**WORK INSTRUCTIONS:** Which lines in the entries below contain the word "patterned"? Find each one and copy it in full.

**SUPPLIED DATA:**
****

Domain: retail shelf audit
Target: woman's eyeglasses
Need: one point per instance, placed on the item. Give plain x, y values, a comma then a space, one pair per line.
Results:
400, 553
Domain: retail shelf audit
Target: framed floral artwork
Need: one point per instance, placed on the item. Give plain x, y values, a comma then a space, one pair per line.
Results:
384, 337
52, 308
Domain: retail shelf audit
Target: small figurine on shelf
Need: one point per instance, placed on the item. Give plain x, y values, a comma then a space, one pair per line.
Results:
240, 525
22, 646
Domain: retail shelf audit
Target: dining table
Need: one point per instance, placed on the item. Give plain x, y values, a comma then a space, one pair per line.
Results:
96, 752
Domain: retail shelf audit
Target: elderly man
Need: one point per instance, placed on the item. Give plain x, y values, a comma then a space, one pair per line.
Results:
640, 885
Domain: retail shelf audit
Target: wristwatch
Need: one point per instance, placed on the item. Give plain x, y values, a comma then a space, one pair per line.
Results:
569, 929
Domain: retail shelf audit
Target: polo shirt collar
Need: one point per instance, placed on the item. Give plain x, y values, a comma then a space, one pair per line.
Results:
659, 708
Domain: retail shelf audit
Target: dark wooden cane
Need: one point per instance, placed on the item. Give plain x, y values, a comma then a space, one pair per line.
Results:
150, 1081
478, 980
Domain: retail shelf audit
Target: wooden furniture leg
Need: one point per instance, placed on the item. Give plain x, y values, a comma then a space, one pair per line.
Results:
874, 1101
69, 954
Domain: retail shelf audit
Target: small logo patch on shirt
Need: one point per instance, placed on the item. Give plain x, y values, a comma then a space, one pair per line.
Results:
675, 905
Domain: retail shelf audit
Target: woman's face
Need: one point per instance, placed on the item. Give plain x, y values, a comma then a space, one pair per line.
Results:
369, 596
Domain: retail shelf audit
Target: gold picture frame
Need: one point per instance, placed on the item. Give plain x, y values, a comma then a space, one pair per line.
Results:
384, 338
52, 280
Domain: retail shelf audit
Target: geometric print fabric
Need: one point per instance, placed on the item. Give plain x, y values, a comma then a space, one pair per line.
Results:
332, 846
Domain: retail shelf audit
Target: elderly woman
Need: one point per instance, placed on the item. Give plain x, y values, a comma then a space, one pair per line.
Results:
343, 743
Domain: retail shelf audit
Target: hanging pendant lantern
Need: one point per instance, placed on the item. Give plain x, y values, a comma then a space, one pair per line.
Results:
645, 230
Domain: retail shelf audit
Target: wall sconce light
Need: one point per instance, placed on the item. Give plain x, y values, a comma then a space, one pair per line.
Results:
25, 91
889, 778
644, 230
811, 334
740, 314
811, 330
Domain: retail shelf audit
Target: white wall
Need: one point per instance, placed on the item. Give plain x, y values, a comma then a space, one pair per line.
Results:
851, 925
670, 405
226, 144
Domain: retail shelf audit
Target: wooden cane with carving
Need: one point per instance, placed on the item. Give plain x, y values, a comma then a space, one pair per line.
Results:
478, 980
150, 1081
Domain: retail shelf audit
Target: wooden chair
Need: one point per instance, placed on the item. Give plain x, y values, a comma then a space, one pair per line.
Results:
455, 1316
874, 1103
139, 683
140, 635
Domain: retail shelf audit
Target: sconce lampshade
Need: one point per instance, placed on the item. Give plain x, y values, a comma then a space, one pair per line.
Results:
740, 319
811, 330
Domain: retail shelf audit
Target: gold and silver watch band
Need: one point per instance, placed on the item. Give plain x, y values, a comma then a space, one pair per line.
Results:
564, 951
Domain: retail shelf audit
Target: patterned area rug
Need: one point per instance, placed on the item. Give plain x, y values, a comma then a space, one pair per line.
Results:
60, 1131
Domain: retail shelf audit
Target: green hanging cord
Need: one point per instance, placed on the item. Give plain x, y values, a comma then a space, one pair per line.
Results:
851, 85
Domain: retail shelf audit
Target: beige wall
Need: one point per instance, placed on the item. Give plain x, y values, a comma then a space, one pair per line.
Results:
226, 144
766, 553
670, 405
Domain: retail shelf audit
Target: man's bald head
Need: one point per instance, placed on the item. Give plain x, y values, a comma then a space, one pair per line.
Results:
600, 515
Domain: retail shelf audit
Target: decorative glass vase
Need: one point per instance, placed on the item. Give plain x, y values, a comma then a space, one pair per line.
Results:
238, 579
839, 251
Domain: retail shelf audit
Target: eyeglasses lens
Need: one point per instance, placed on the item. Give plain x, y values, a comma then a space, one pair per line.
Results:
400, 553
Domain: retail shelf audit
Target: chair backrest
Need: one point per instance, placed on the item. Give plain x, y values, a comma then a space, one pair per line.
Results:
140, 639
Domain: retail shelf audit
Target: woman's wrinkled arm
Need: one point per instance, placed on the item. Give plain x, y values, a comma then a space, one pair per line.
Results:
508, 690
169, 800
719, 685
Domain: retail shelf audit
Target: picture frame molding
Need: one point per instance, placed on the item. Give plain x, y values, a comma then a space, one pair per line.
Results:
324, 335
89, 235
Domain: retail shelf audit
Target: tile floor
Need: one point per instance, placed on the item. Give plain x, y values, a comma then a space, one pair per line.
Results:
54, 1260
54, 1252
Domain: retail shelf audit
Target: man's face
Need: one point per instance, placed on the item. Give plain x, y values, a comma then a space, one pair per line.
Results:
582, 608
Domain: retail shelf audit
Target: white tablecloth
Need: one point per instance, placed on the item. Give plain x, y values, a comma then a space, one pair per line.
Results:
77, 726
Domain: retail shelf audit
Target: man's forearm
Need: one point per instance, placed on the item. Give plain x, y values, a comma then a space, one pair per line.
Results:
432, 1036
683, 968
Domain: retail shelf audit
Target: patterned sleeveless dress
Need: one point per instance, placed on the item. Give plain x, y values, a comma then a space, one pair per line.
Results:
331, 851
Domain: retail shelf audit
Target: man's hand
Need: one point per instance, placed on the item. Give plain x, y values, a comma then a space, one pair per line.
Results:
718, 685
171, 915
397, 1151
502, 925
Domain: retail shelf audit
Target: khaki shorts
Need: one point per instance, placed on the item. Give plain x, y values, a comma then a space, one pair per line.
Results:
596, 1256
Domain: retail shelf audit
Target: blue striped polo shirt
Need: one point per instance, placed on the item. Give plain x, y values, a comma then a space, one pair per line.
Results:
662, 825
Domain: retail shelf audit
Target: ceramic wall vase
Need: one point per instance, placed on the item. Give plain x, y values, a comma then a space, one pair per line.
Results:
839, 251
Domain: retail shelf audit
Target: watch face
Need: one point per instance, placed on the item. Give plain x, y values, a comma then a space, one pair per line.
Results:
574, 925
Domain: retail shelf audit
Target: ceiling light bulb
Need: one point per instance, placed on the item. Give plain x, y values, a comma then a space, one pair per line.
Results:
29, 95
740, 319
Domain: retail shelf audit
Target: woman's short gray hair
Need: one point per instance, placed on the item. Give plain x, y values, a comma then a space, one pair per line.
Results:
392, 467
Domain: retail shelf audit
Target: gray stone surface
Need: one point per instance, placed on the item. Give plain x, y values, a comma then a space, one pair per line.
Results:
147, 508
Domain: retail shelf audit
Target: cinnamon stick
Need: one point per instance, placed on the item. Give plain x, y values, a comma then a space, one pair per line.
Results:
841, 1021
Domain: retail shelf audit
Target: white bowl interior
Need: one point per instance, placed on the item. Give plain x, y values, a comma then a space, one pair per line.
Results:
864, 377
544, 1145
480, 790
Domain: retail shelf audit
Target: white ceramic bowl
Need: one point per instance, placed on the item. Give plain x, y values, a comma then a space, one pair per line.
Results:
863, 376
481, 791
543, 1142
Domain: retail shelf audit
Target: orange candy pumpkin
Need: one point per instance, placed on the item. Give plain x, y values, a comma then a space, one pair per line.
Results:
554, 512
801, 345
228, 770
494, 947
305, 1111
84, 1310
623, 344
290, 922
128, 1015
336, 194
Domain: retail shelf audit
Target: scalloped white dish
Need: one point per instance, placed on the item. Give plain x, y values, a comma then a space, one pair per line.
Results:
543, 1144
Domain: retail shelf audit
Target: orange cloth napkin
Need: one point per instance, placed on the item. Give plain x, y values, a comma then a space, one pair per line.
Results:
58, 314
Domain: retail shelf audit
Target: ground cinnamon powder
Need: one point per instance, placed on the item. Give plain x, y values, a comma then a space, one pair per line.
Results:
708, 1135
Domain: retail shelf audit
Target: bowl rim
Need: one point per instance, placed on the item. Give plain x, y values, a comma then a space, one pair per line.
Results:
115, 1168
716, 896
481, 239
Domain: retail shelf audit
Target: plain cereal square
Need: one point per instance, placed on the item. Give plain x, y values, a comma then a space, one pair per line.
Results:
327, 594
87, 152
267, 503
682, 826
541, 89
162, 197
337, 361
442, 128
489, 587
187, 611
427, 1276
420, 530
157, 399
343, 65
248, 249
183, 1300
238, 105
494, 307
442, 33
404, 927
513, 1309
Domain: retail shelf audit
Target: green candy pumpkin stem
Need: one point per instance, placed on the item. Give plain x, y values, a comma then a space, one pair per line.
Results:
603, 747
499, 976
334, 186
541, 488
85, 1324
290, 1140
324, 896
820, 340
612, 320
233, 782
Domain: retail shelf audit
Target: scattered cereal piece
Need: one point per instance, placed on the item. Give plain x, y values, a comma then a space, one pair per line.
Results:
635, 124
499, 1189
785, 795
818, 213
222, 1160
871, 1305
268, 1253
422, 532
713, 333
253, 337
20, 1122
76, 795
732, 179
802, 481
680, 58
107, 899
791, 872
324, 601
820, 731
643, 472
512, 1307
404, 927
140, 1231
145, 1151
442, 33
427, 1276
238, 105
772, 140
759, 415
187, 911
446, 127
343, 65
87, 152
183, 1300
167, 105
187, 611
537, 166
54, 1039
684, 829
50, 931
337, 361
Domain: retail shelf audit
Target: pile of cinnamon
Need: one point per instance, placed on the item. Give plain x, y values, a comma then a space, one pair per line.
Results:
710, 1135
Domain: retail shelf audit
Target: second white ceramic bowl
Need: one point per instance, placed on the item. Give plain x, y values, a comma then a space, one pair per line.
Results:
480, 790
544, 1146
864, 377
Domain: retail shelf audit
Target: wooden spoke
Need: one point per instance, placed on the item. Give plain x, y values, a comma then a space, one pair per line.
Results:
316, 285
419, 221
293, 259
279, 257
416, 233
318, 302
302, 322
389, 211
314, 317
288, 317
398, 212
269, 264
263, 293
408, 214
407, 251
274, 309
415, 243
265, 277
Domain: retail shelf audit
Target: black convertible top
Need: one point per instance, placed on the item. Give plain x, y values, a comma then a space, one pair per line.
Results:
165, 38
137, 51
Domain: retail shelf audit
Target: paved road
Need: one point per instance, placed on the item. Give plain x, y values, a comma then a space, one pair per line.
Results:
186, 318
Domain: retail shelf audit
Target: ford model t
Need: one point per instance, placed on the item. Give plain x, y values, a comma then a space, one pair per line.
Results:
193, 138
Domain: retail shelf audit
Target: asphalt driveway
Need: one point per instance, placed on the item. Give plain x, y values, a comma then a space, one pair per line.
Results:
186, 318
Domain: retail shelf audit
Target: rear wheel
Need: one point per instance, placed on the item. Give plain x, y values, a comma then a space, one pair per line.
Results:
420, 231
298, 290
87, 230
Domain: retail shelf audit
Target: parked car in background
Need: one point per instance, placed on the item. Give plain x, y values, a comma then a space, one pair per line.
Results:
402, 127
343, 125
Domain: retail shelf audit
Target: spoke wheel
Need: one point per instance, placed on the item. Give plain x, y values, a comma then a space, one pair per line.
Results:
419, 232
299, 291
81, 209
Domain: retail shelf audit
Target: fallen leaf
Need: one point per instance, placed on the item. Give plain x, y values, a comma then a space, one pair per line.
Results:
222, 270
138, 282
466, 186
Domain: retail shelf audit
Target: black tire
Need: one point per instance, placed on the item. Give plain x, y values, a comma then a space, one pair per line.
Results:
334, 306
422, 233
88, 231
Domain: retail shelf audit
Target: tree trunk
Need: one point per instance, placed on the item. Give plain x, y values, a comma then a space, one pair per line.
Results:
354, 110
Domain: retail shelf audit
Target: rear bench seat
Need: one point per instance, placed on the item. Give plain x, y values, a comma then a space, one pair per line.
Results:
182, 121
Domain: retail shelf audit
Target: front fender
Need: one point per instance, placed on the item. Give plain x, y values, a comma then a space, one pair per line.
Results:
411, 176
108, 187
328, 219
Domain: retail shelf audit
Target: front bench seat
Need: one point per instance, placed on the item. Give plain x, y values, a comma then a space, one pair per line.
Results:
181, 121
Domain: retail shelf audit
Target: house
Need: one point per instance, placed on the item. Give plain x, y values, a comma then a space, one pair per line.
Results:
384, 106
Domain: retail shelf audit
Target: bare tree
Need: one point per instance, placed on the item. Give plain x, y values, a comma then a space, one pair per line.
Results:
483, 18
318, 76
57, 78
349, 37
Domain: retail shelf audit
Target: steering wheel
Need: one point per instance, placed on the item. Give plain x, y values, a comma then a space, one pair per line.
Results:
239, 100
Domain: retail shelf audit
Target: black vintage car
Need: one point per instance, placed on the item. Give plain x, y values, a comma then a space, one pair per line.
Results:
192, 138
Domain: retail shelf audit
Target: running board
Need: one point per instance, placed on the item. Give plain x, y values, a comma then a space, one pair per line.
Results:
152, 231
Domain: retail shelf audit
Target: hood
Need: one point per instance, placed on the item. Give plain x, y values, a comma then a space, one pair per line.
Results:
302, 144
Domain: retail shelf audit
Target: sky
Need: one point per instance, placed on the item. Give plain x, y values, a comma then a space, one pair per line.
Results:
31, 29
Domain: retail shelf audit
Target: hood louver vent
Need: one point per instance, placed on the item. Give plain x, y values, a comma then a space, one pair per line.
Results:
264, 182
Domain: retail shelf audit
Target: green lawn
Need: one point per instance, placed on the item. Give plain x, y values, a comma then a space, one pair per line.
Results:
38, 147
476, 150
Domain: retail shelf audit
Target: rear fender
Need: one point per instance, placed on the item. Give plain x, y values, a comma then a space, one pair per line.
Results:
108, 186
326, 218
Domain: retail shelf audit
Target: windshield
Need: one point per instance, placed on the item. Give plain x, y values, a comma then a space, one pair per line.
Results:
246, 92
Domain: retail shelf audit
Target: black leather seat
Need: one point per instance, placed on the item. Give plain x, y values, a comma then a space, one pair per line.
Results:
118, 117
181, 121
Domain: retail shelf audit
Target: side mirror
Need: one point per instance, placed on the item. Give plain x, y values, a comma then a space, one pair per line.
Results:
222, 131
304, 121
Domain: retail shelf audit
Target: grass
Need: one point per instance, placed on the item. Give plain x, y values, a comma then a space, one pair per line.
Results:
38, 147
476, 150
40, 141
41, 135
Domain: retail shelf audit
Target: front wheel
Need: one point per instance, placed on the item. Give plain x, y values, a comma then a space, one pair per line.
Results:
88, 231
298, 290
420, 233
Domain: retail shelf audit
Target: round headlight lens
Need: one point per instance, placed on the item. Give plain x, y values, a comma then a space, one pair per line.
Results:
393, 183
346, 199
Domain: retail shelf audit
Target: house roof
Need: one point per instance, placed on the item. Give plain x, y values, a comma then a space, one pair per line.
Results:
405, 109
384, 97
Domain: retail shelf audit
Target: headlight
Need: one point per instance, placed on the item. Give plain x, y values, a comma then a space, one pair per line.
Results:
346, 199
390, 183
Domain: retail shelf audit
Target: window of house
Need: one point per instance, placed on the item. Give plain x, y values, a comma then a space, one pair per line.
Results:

****

**EXERCISE ANSWER:**
Target: patterned area rug
Target: patterned sleeveless dress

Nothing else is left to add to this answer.